# [Problem to work on]
Could you set down every entry exactly as it appears?

Dataset entries
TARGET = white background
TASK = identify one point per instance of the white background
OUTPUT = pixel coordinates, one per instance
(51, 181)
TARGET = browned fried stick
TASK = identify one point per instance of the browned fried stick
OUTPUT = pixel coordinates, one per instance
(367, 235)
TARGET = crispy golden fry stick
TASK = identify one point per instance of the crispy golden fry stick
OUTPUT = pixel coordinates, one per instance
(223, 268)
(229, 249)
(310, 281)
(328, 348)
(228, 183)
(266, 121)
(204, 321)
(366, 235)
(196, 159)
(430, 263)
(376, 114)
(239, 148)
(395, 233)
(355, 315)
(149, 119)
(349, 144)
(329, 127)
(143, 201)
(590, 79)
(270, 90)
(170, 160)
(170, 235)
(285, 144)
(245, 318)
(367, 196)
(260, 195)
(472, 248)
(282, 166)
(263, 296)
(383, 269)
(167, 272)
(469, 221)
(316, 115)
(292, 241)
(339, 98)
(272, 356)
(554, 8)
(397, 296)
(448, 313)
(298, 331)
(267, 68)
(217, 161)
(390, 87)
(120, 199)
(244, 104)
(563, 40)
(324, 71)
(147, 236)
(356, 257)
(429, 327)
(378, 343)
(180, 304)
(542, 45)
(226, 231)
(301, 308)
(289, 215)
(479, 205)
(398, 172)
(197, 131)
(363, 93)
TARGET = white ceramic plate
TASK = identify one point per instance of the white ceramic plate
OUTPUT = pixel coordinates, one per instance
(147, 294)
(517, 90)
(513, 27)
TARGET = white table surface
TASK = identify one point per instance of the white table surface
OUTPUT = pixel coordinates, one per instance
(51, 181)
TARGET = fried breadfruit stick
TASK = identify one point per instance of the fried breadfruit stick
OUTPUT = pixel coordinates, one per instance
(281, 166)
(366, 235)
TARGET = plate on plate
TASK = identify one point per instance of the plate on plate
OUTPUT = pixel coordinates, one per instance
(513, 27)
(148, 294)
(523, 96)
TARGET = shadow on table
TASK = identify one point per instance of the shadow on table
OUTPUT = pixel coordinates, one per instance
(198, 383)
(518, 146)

# [Response area]
TARGET = white background
TASK = identify one point per instance of the white background
OUTPUT = pixel coordinates, one per instance
(51, 181)
TARGET = browned fried stick
TASK = identify one point per instance of the browned fried stick
OUTPUT = pixel coordinates, one per instance
(367, 235)
TARGET = crispy golden fry stick
TASK = identify one point per instance of the crispy golden fry stick
OUTPUT = pixel coordinates, one per instance
(223, 268)
(229, 249)
(310, 281)
(328, 348)
(228, 183)
(266, 121)
(204, 321)
(366, 235)
(196, 159)
(430, 263)
(376, 114)
(239, 148)
(395, 233)
(355, 315)
(149, 119)
(349, 144)
(329, 127)
(143, 201)
(590, 79)
(270, 90)
(170, 160)
(170, 235)
(285, 144)
(245, 318)
(367, 196)
(260, 195)
(472, 248)
(282, 166)
(263, 296)
(383, 269)
(167, 272)
(469, 221)
(316, 115)
(292, 241)
(339, 98)
(272, 356)
(554, 8)
(397, 296)
(448, 313)
(298, 331)
(267, 68)
(217, 161)
(390, 87)
(120, 199)
(244, 104)
(563, 40)
(324, 71)
(147, 236)
(356, 257)
(429, 327)
(378, 343)
(180, 304)
(542, 45)
(226, 231)
(301, 308)
(289, 215)
(479, 205)
(398, 172)
(197, 131)
(363, 93)
TARGET = white ceramic plate
TASK = identify one point per instance of the white ceramic plate
OUTPUT = pixel coordinates, one per instance
(147, 294)
(517, 90)
(513, 27)
TARGET = white table surface
TASK = identify one point per instance of the white table surface
OUTPUT = pixel coordinates, one per instance
(51, 181)
TARGET = fried breadfruit stick
TASK = identify one point per instance of the fried breadfruit stick
OUTPUT = pixel coordinates, one per instance
(281, 166)
(366, 235)
TARGET = plate on plate
TASK = identify one point per instance of the plate on plate
OUTPUT = pixel coordinates, one per instance
(513, 27)
(148, 294)
(523, 96)
TARGET = shadow on table
TASK = identify one point per instance of the shadow on table
OUTPUT = pixel coordinates, one per instance
(198, 383)
(518, 146)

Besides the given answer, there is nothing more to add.